╭─ DATA PROVIDED

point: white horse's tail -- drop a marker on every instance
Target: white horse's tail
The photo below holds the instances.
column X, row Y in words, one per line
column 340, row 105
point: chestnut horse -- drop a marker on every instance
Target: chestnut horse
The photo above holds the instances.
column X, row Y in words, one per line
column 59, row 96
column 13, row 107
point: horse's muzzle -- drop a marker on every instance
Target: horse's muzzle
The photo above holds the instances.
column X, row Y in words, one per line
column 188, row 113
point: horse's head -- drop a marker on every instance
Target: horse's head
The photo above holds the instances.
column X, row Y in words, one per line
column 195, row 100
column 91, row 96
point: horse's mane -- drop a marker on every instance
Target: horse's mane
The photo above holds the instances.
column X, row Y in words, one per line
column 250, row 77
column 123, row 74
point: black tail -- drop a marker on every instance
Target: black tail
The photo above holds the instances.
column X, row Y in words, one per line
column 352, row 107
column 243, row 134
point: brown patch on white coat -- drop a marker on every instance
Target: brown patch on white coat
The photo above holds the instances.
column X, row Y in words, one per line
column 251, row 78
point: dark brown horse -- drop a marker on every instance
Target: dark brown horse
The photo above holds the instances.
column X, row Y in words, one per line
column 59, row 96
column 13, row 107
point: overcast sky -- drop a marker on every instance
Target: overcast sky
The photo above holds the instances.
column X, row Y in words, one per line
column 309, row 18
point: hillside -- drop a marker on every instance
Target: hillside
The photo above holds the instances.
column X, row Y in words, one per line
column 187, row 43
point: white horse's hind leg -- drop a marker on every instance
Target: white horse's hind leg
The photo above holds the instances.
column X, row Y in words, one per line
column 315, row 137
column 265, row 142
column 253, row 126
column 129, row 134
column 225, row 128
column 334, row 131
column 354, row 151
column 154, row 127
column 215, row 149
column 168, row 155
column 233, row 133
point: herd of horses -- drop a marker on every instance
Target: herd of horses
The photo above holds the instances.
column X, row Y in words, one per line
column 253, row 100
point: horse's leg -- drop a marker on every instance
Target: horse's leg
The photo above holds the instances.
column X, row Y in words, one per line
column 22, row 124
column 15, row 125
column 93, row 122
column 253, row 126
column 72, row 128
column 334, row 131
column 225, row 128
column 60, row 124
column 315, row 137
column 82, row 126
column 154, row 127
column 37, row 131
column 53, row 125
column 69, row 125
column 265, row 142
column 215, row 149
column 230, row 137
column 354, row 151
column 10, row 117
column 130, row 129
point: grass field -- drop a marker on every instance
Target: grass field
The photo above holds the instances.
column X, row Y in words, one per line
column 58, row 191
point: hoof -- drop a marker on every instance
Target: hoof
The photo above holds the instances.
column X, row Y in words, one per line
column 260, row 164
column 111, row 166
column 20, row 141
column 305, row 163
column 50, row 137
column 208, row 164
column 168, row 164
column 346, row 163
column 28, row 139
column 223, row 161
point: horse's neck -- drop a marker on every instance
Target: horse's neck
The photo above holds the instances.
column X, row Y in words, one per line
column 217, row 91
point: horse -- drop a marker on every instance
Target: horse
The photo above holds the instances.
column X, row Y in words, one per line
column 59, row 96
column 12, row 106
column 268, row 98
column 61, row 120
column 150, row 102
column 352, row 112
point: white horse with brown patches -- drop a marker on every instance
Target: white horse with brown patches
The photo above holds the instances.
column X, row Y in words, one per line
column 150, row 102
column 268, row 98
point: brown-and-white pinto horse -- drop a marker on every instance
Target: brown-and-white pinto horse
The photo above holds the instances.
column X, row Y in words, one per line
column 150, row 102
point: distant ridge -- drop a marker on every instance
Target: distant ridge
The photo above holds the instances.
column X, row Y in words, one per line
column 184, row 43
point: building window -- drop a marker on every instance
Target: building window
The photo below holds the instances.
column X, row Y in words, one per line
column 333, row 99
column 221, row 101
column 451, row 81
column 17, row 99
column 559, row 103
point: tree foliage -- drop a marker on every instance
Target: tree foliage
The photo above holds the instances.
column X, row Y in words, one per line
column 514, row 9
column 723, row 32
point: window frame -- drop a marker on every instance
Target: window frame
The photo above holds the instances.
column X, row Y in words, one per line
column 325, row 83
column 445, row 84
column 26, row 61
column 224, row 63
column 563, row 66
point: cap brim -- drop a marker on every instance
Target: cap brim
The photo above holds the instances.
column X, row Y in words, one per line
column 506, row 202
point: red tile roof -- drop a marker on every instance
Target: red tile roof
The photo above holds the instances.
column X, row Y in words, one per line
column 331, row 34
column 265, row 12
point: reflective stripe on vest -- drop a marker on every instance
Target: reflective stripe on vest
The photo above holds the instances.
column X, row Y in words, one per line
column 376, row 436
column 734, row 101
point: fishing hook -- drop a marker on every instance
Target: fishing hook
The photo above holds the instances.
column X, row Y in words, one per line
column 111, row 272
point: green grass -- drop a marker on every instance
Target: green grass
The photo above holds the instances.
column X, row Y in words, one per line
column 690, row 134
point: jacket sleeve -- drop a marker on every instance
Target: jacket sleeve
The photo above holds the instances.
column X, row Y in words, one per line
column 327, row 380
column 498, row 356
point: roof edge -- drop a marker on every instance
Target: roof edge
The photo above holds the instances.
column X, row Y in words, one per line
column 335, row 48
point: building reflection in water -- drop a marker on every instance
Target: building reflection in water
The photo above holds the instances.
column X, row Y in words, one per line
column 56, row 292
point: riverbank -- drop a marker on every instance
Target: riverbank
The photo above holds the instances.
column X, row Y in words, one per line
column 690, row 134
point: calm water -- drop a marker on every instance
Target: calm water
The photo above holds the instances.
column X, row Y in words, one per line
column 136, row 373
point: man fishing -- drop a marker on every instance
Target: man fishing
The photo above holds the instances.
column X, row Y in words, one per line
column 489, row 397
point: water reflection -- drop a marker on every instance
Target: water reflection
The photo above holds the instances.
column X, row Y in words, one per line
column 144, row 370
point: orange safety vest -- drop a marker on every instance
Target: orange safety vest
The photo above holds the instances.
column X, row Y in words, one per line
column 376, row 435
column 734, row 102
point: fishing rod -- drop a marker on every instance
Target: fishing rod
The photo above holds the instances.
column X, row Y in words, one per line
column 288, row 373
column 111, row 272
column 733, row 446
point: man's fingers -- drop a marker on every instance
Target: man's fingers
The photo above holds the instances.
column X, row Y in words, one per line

╰─

[PROBLEM TO WORK ON]
Examine each line of the listing for the word "grass" and state only how many lines contain it.

[RESPONSE TO THIS EXERCISE]
4